▶ **EXERCISE REQUIREMENTS**: Repeat the entries without change, omitting the pictures.

▶ **SUPPLIED INFORMATION**:
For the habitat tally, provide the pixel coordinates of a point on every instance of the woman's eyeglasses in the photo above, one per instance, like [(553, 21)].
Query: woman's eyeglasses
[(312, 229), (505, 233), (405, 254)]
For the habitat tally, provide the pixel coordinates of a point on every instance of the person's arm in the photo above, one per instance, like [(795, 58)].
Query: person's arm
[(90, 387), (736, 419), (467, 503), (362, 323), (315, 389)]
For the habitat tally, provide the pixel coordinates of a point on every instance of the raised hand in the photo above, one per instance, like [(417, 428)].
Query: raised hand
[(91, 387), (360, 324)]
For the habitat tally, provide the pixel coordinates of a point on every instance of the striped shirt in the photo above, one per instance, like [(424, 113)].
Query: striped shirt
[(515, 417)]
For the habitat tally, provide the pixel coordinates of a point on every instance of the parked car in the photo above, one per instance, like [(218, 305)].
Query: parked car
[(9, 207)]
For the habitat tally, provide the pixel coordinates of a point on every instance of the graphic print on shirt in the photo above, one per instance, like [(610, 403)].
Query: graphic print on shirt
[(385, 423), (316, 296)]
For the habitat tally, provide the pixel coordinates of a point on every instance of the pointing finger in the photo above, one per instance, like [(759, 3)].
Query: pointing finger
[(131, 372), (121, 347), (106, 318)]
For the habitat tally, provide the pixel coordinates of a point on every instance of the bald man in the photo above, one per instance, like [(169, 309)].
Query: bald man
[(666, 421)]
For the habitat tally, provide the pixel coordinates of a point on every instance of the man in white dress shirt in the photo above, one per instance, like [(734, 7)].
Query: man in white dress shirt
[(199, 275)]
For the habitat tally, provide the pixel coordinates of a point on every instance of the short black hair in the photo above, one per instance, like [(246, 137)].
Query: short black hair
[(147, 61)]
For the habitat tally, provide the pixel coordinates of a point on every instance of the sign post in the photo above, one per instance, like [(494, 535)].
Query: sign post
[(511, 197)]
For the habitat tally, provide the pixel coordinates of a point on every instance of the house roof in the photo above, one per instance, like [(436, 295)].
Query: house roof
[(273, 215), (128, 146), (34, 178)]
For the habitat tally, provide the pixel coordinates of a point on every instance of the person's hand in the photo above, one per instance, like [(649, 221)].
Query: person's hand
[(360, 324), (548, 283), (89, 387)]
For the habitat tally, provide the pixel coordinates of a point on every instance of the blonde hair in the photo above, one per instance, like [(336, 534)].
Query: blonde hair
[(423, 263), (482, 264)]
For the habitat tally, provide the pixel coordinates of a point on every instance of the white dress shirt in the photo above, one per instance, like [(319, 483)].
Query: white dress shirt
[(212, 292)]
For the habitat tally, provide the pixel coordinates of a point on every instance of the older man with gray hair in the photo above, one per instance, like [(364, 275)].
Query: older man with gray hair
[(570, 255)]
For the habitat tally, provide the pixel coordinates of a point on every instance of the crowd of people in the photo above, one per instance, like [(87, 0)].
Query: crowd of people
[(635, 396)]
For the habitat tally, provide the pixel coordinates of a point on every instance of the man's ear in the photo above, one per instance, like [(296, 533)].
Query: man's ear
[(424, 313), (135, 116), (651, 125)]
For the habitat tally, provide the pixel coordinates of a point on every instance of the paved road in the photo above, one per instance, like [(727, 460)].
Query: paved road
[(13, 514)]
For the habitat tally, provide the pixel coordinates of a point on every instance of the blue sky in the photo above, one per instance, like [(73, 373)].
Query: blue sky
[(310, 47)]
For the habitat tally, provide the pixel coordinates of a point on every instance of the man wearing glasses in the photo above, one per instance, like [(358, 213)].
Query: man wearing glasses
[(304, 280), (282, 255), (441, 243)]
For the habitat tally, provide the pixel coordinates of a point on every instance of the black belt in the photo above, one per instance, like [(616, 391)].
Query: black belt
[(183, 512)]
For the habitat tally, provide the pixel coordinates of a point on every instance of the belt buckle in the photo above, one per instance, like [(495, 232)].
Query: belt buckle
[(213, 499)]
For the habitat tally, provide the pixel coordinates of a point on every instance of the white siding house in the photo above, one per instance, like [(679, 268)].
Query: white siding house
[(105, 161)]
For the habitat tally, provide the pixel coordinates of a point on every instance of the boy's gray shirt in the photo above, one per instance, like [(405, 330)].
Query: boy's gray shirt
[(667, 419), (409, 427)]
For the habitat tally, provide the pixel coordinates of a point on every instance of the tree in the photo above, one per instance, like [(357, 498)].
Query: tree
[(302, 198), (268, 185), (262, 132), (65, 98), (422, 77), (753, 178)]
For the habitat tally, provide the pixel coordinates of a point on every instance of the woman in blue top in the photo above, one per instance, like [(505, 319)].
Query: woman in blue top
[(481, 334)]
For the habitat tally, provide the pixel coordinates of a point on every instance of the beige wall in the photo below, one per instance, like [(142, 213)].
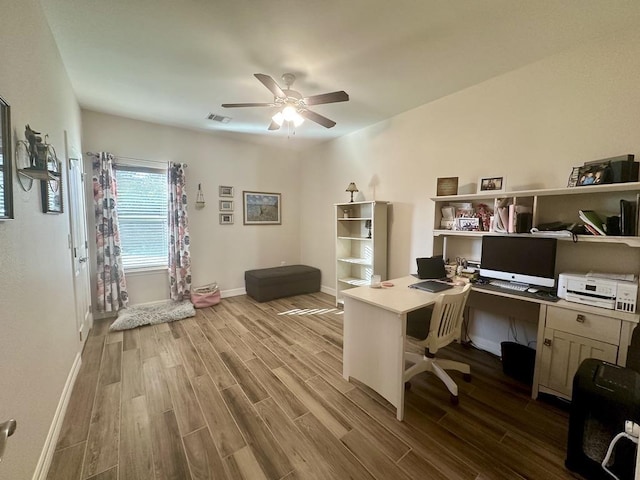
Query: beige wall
[(219, 252), (532, 125), (38, 337)]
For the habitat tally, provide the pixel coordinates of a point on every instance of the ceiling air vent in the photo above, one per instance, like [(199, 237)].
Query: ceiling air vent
[(218, 118)]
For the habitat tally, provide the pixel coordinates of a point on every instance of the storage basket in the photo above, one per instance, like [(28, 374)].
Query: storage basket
[(205, 296)]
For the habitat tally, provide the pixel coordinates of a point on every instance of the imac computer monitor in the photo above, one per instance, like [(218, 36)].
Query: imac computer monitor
[(519, 259)]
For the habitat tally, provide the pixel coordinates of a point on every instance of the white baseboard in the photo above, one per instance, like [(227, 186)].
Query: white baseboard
[(233, 292), (328, 290), (44, 462)]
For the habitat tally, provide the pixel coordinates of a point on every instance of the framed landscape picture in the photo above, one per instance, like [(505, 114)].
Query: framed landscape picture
[(261, 208), (225, 191), (496, 183), (226, 205)]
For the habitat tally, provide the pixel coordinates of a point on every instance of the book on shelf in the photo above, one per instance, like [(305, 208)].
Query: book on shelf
[(592, 221), (627, 218)]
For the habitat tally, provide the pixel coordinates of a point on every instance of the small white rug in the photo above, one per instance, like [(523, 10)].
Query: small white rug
[(153, 314)]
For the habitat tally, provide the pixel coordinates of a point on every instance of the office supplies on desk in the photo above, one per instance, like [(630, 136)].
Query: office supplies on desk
[(431, 286)]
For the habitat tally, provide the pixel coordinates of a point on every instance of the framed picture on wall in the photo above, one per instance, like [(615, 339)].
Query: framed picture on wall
[(226, 205), (496, 183), (261, 208), (226, 218)]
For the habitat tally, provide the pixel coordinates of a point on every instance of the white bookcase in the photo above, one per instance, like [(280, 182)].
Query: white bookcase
[(361, 244)]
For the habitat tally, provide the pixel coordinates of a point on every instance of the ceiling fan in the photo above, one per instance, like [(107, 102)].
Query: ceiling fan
[(292, 106)]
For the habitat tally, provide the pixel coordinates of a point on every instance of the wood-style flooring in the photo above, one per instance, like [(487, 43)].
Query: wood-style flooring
[(242, 391)]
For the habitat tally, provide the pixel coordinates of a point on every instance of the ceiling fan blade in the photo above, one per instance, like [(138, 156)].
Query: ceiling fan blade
[(234, 105), (332, 97), (271, 84), (316, 117), (274, 126)]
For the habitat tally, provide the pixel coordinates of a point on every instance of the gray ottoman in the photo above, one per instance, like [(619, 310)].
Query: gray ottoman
[(270, 283)]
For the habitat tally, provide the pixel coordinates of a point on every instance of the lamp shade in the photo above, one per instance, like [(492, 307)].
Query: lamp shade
[(352, 189)]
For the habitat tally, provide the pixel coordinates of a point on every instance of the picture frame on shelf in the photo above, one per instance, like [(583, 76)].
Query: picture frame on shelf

▶ **RESULT FOR THIS EXERCISE**:
For the habitat tally, provide the pixel coordinates of a point on every instance of the woman's eyeglasses in the photo above, one per instance, like [(553, 21)].
Query: woman's eyeglasses
[(312, 229), (505, 233), (405, 254)]
For the habitat tally, provide the pixel coordinates of a point on every instance of the person's arm in the photo above, one per instance, like [(795, 58)].
Query: person's arm
[(90, 387), (736, 419), (467, 503), (362, 323), (315, 389)]
For the habitat tally, provide the pixel coordinates of a point on every instance of the raised hand in the photo above, one per instance, like [(417, 428)].
Query: raised hand
[(91, 387), (360, 324)]
For the habitat tally, provide the pixel coordinates of a point on every instance of the striped shirt in the photo above, one per instance, like [(424, 113)].
Query: striped shirt
[(515, 417)]
For the habitat tally, provide the pixel coordinates of a point on every instance of the parked car in the photo above, one per instance, like [(218, 305)].
Query: parked car
[(9, 207)]
For the habitat tally, provide the pixel coordinates of a point on every instance of the graphic print on shirt in the photo above, one per instance, like [(610, 403)].
Query: graphic print on shirt
[(385, 423), (316, 296)]
For the habitat tally, provide the pixel coordinates of a point on every instance of the pointing finger in the photo above, one per instance, like [(759, 3)].
Query: pointing finger
[(131, 372), (121, 347), (106, 318)]
For the habitat tally, provide the pixel coordinates of a point on every instance of the bald man in the photo above, one per instance, like [(169, 309)].
Query: bald man
[(666, 421)]
For the habitat tally, provide the pixel coordinates of a point on every instance of the man in white dress shirt in the photo above, one per instance, like [(734, 7)].
Query: man in white dress shirt
[(199, 275)]
For the habitat tally, provide the pixel coordinates of a point on every instance of the short black hair in the photo above, one per instance, like [(246, 137)].
Query: short black hair
[(147, 61)]
For the habitat tally, provide the pixel coordinates of a point on every instance of the sign post in the photo above, one per instance, like [(494, 535)].
Query: sign post
[(511, 197)]
For the habitat tally, provide the pixel coordinates of a point on every instance of the house roof in the photo above, one per instance, like [(436, 295)].
Query: house roof
[(273, 215), (128, 146), (34, 178)]
For the habitat tally, provide the pixel coordinates of a point on every instance of the person's hand in the photo above, one per instance, like [(649, 221)].
Query: person's hand
[(360, 324), (548, 283), (89, 387)]
For the habitat tally, provide the pixel coordinates of a point on every instance of the blonde hair in the photo above, one per instance, like [(336, 534)].
Query: blonde hair
[(423, 263), (482, 264)]
For the habitat tally, provide the pixel coordinates of a point on every instance of the white dress shirt in the photo above, one per instance, like [(319, 483)].
Query: white dress shirt
[(212, 292)]
For the habitat tally, provide the pixel coordinates of a point on every instance of the older man with gray hair in the photo above, one per instance, like [(364, 275)].
Query: older man with gray hair
[(570, 255)]
For the habitat tally, provide the pixel coordinates of a point on every instance of the crowd of people in the photo above, one per instance, like [(87, 0)].
Query: crowd of people
[(635, 396)]
For the habitat tally, provide the pixel coordinates of a point on every instance of the man's ear in the photo above, one per instance, like [(296, 533)].
Query: man's ear
[(424, 313), (135, 116), (651, 125)]
For the habitat tally, provide the pixel coordinates of a point on every instance of the paved road in the photo above, one per instance, like [(727, 460)].
Query: paved road
[(13, 514)]
For the habitat tally, provide the pixel coordinates of a point on every instance of the blue sky in the photo above, one per instance, like [(73, 373)].
Query: blue sky
[(310, 47)]
For the habitat tally, provide the pixel coordinates of a point on every instance of the man wearing glasses in the photo above, one per instance, like [(358, 213)].
Query: man wearing glasses
[(304, 280), (282, 255), (441, 243)]
For the habitat tally, provide the pixel coordinates of a point on every instance of the black belt in the photo above, one per instance, like [(616, 391)].
Query: black belt
[(183, 512)]
For the habitat tally, provide the pixel coordinates of a point on every instance of the belt buckle in the photo above, one per instance, like [(495, 232)].
Query: belt buckle
[(213, 499)]
For the habitat tally, provide the pixel coordinates of a point on every instance of the white siding house in the photo above, one per instance, like [(679, 268)].
Query: white siding house
[(105, 161)]
For the habitat tally, provide the pixel coordinates of a point on every instance of the boy's gray shirt in the photo above, one per instance, like [(405, 330)].
Query: boy's gray shirt
[(667, 419), (409, 427)]
For the habitat tally, provide the pixel coordinates of a point on every instance of the tree in the photo above, one per instance, like [(357, 498)].
Query: tree
[(302, 198), (268, 185), (262, 132), (65, 98), (422, 77), (753, 178)]
For the habitat tally, provide the pixel coordinates of a point on every instance of the woman in blue top in the photo above, one per instance, like [(505, 319)].
Query: woman in blue top
[(481, 334)]
For the habitat tally, provide the pixel coordinates of a point on every instance of the beige wall in the photo below, one per instance, like [(142, 213)].
Query: beige wall
[(219, 252), (532, 125), (38, 337)]
For the habitat tally, provide the pixel coordinates of a point on every instance of the ceiling air vent in the photo above, one per instance, like [(199, 237)].
Query: ceiling air vent
[(218, 118)]
For the habitat tally, provide the pixel coordinates of a point on every instance of the storage basket in the photo above, one per instance, like [(28, 374)].
Query: storage basket
[(205, 296)]
For the habitat tally, provide the pixel coordinates of a point on every instance of the imac computer monitor in the photo above, one per instance, like [(218, 36)].
Query: imac computer monitor
[(519, 259)]
For the habitat tally, provide the pixel coordinates of a point on every instance of the white baseboard in the photo above, one per instance, like [(227, 186)].
Query: white baseboard
[(233, 292), (328, 290), (44, 462)]
For the habitat tally, provide the pixel coordinates of a point on every instance of the framed landscape picture in the photo above, one per instance, like [(505, 114)].
Query: framed landscape picture
[(261, 208), (225, 191), (496, 183), (226, 205)]
For the habitat tally, provide the pixel coordinates of a point on every instance of the book on shelf in the photo above, one per instance, like [(305, 208)].
Query: book on shelf
[(592, 221), (627, 218)]
For the habitat tally, provide the pixel coordinates of a point on every instance of the small white rug in the photo above, one per instance, like [(523, 10)].
Query: small white rug
[(153, 314)]
For the habitat tally, provide the pixel coordinates of a point on every instance of the office supplies on desk in the photo above, one per instance, like [(630, 136)].
Query: office supplies on desk
[(431, 286)]
For the habitat tally, provide the pixel coordinates of a point on every instance of the framed picture on wall in the photo above, one per instance, like [(615, 339)].
Query: framed picture on wall
[(226, 205), (496, 183), (261, 208), (226, 218)]
For the habitat tally, provide the pixel coordinates of a point on every instance of the white bookcase in the photo above, one per instance, like [(280, 182)].
Query: white bookcase
[(361, 244)]
For the habitat tally, provide the pixel coordinates of a point on every instance of the ceiling fan in the photo above, one per instance, like [(107, 102)].
Query: ceiling fan
[(292, 106)]
For the habitat tally, provide the pixel coordinates of a point on every instance of the wood-style flooring in the photo above, one per instance, like [(487, 43)].
Query: wood-style flooring
[(242, 391)]
For the habitat tally, provide the pixel coordinates of a point on every instance of the ceiling fan blade in the photo above, one per instance, like [(138, 156)].
Query: ceiling fan blade
[(234, 105), (332, 97), (271, 84), (316, 117), (274, 126)]
For the habitat tally, provide the pixel coordinates of a point on every instance of the gray ottoman in the photo above, one per instance, like [(619, 310)].
Query: gray ottoman
[(270, 283)]
For the habitat tally, provide the pixel coordinates of a point on every instance of the lamp shade in the photo above, one per instance, like [(492, 307)].
Query: lamp shade
[(352, 189)]
For the habitat tally, provide the pixel coordinates of a point on every instance of the picture frame on shelf in the photo above, one per instance, like [(583, 76)].
Query: picture frame on shelf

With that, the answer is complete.